» TASK INSTRUCTIONS:
Format the items below, from the line containing "Detect parked motorcycle." down through the line containing "xmin=143 ymin=382 xmax=177 ymax=409", as a two-column CSV with the headers item and answer. Give one row per item, wrap each field in double quotes, and replace any line breaks within a field with spaces.

[Box-labeled dataset extracts]
════
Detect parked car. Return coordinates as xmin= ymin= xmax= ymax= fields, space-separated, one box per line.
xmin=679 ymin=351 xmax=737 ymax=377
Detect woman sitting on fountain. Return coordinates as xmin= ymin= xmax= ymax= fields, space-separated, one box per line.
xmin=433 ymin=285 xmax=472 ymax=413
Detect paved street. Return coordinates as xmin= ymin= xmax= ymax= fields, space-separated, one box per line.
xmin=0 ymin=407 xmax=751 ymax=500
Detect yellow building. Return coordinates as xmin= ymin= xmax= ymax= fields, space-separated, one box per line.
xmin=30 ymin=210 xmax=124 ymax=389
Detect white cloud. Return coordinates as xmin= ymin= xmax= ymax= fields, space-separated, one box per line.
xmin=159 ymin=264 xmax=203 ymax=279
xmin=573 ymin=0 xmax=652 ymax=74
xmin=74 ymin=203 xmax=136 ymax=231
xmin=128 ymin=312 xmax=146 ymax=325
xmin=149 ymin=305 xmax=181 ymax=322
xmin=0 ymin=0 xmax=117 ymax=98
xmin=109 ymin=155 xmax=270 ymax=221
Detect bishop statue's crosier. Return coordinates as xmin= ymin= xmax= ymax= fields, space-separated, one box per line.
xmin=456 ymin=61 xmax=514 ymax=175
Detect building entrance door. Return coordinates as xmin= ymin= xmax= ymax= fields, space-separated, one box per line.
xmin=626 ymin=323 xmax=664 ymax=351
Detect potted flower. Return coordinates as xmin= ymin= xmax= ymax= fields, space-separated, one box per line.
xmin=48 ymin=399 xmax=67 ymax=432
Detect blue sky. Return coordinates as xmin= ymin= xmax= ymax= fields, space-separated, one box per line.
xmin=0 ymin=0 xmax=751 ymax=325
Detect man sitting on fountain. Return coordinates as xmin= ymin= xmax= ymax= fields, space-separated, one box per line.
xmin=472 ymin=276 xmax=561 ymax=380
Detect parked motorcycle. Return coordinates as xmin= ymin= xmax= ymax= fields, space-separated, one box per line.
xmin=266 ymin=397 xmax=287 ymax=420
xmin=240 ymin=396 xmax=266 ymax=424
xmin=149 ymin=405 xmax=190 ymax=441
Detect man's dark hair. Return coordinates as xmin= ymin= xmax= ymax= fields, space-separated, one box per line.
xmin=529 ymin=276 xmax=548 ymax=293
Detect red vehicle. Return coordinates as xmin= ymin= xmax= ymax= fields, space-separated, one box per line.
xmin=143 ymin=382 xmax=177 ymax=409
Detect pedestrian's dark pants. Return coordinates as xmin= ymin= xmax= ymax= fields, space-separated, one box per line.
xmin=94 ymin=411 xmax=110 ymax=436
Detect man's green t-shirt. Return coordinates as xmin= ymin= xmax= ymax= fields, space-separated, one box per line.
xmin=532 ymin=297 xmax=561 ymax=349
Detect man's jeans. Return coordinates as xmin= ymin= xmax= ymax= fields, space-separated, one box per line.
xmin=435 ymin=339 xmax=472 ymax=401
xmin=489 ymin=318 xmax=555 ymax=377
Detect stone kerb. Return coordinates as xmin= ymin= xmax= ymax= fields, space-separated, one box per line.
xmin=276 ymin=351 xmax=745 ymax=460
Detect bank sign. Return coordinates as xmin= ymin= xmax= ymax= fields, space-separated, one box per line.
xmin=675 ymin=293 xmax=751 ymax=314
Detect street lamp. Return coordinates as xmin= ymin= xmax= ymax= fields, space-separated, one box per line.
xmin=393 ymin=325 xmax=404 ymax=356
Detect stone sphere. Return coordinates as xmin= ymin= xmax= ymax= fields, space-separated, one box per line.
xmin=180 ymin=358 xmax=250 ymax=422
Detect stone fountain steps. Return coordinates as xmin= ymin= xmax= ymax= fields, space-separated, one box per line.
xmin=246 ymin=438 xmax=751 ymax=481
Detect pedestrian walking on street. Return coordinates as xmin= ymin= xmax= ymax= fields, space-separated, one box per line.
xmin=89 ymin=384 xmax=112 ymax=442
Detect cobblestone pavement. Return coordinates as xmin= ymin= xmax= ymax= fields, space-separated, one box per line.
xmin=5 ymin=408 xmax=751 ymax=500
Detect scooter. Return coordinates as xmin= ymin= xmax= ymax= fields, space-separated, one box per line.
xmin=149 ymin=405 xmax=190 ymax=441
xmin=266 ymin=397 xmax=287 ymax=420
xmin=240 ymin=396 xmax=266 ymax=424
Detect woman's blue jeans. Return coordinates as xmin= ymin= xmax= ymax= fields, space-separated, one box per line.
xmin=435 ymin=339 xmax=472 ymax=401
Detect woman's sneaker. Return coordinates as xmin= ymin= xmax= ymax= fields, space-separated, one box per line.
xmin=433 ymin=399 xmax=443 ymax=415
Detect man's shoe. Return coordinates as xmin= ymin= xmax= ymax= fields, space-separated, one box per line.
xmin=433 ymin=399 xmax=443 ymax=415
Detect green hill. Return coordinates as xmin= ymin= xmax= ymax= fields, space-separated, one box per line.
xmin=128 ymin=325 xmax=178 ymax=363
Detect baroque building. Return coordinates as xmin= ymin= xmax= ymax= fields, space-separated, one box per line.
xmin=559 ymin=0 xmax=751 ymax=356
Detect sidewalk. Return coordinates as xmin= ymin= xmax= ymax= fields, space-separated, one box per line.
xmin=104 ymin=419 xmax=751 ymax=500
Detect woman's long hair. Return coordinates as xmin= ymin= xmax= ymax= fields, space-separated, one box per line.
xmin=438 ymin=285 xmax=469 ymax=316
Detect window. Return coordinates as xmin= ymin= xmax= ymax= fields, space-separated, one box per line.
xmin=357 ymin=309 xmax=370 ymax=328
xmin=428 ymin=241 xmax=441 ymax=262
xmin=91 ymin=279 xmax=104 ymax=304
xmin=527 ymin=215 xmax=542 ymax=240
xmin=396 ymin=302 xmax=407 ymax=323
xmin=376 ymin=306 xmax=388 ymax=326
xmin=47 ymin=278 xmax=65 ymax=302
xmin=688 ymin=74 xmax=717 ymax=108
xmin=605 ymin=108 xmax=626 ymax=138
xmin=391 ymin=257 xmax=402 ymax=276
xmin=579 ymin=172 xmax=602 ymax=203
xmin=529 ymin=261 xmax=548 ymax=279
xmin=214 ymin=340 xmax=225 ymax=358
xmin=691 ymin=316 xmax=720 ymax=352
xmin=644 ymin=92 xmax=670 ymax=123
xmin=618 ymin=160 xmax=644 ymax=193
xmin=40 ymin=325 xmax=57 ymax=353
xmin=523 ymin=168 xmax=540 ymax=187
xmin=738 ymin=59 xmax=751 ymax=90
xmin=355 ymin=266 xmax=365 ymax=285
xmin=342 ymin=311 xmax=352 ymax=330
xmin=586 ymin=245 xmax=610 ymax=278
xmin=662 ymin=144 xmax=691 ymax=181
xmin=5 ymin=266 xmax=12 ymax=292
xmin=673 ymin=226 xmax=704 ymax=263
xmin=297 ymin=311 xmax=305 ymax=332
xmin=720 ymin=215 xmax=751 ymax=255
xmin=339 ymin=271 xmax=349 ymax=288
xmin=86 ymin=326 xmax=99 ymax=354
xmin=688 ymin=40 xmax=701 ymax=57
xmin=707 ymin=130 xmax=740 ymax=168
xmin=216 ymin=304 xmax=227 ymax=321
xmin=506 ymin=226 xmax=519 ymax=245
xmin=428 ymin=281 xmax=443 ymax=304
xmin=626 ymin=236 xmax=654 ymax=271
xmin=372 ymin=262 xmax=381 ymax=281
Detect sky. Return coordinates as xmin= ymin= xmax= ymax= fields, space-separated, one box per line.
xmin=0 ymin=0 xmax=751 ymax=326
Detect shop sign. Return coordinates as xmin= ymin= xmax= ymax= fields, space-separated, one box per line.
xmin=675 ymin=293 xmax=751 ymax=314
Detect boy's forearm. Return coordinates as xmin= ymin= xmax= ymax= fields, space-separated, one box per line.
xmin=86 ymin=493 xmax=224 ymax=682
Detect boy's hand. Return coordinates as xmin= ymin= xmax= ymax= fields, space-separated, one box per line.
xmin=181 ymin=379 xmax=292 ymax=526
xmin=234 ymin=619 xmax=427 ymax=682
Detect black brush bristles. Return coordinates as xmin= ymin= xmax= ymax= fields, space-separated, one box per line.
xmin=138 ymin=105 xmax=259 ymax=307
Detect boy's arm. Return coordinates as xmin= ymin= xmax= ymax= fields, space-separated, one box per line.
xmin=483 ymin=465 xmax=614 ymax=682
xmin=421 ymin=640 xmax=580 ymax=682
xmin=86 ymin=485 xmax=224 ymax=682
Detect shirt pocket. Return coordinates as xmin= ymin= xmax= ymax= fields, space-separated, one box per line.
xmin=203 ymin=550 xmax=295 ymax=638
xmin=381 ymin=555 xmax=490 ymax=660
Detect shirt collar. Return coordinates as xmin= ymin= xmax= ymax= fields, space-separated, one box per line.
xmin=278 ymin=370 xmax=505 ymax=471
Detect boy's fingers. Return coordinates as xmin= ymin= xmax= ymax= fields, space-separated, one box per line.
════
» CORRECT RESPONSE:
item,answer
"Detect parked motorcycle. Return coordinates as xmin= ymin= xmax= ymax= fields, space-separated, one box per line.","xmin=266 ymin=397 xmax=287 ymax=420 xmin=240 ymin=396 xmax=266 ymax=424 xmin=149 ymin=405 xmax=190 ymax=441"
"Detect man's dark hair. Return coordinates as xmin= ymin= xmax= ymax= fields, space-separated, one box per line.","xmin=529 ymin=276 xmax=548 ymax=293"
"Detect red vehicle. Return coordinates as xmin= ymin= xmax= ymax= fields, space-separated, one box per line.","xmin=143 ymin=382 xmax=177 ymax=409"